OBIETTIVO: Individua nei dati ogni riga che contiene la stringa "step" e ricopiala, tenendo conto di maiuscole e minuscole.

Voci dei contorni di aree etichettate:
▬▬▬▬▬▬

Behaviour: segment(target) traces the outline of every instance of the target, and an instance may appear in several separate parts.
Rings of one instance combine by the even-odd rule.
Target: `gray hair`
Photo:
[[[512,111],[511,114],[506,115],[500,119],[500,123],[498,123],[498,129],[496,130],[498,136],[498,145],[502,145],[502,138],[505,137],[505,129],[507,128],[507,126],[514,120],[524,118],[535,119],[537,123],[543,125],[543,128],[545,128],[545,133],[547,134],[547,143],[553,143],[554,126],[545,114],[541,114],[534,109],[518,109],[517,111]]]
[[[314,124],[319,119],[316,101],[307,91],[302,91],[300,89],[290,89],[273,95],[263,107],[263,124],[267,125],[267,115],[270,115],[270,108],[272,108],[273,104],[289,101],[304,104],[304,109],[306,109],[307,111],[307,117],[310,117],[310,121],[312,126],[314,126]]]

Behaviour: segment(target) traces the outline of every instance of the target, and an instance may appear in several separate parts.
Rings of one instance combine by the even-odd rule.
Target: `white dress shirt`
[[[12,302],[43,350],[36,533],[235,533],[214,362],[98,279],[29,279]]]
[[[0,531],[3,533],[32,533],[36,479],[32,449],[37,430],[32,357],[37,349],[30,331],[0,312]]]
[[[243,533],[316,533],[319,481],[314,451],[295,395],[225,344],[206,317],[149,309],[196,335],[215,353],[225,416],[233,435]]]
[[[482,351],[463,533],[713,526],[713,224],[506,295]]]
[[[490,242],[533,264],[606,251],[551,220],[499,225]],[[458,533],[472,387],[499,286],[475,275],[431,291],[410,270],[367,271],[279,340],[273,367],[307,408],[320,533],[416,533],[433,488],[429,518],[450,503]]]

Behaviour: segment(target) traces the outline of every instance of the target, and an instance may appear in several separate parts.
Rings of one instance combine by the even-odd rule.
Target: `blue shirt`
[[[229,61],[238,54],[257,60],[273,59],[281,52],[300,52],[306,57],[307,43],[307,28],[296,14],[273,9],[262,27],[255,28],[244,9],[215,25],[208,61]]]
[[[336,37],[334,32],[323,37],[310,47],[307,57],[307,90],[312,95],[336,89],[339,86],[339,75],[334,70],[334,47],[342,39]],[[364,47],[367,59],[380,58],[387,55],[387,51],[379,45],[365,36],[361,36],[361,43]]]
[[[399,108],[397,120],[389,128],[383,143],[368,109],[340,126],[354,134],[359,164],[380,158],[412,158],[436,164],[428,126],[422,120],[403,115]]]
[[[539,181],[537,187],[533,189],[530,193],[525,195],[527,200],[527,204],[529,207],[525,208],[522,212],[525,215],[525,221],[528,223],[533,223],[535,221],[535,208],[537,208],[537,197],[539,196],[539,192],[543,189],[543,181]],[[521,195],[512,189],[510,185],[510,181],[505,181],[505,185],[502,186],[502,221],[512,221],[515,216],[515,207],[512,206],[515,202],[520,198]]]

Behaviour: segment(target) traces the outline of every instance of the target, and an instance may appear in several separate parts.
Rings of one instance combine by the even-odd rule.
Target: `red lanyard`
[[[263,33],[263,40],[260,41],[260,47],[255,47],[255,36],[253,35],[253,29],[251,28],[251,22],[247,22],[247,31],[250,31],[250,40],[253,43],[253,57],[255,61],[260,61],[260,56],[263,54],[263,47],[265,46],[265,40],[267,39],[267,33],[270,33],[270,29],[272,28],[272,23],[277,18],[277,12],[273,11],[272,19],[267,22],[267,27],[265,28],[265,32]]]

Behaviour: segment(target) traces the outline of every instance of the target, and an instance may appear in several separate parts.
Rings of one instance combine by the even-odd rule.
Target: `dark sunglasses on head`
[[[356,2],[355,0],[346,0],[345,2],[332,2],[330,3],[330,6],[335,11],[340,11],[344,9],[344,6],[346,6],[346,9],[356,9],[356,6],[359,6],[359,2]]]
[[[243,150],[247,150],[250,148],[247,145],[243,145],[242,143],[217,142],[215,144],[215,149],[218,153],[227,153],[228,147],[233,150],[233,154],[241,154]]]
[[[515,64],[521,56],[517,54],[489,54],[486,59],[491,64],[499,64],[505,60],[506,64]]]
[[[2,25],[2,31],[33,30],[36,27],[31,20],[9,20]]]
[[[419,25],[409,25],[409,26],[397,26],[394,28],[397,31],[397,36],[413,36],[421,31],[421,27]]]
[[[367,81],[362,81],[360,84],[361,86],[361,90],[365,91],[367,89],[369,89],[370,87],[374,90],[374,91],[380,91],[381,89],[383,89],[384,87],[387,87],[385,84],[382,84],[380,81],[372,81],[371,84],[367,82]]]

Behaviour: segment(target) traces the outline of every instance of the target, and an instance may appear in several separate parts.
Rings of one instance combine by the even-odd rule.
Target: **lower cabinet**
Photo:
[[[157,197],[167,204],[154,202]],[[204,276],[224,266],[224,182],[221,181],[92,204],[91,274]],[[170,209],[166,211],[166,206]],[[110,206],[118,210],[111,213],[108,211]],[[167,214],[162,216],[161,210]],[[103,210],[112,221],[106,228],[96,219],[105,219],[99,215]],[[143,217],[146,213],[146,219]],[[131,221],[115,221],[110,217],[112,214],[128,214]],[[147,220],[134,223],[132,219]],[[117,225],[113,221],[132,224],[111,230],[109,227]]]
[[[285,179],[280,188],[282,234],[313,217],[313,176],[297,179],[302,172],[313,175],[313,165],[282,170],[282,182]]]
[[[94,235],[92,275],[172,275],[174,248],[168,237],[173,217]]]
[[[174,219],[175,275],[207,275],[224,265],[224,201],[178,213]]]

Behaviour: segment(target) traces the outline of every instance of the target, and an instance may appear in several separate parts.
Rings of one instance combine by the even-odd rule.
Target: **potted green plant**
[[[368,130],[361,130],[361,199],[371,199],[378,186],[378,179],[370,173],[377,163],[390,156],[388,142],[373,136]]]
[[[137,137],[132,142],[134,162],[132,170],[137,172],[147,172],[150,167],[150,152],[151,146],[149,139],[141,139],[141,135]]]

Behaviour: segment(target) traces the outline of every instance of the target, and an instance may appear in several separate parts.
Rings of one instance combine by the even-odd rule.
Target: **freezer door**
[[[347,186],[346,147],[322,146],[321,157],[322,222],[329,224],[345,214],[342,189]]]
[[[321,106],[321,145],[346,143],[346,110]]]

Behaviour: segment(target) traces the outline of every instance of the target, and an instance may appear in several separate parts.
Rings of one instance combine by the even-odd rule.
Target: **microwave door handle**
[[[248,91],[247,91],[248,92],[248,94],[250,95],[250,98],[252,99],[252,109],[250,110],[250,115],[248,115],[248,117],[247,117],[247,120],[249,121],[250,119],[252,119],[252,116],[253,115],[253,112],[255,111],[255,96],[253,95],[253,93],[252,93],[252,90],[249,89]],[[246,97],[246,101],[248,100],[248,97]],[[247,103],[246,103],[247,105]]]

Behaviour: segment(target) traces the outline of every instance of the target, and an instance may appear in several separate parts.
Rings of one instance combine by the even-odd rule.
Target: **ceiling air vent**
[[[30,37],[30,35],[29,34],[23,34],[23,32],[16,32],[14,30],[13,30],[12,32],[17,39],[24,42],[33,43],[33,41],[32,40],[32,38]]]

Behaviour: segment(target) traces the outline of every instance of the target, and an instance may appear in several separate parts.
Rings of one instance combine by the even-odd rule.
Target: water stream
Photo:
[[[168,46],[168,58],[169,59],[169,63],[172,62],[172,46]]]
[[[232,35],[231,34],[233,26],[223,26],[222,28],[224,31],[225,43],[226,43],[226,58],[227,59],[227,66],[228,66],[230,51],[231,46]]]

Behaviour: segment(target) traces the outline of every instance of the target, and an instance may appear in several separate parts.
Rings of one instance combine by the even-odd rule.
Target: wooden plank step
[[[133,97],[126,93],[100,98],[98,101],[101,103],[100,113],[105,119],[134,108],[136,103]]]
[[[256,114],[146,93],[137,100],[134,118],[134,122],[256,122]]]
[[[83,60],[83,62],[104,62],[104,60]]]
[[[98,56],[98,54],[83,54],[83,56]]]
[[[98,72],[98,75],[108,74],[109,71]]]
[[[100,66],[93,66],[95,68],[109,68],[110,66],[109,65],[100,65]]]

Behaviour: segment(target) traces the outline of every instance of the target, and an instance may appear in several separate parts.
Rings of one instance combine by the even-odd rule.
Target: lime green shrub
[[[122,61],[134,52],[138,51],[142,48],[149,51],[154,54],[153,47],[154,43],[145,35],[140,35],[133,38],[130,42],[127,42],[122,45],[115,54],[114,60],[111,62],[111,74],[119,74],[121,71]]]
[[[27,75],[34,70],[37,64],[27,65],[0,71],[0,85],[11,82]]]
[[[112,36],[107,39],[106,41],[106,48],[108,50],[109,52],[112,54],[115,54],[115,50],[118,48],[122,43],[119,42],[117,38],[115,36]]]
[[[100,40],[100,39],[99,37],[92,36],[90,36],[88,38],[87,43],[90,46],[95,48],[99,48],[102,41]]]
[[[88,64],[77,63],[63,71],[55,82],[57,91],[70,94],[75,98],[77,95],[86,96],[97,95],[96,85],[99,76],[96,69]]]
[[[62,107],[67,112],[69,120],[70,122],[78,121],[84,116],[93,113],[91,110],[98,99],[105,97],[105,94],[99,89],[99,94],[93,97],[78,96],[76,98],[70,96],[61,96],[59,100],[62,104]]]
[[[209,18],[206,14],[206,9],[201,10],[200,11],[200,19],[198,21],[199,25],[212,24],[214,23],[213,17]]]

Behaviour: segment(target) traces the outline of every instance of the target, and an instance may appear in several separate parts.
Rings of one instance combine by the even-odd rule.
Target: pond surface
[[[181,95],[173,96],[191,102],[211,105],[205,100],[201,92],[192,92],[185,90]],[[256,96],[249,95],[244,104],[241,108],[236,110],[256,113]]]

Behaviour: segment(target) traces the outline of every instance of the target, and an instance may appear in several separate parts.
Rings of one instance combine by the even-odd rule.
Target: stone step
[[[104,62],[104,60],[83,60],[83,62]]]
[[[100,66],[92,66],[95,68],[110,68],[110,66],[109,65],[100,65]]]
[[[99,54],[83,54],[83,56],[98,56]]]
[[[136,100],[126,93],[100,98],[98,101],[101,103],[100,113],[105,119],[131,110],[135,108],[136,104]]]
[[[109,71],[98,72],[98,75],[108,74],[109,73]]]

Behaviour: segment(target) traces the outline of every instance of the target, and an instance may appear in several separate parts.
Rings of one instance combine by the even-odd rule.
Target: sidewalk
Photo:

▬▬▬▬▬▬

RISULTATO:
Target: wooden plank step
Target: stone step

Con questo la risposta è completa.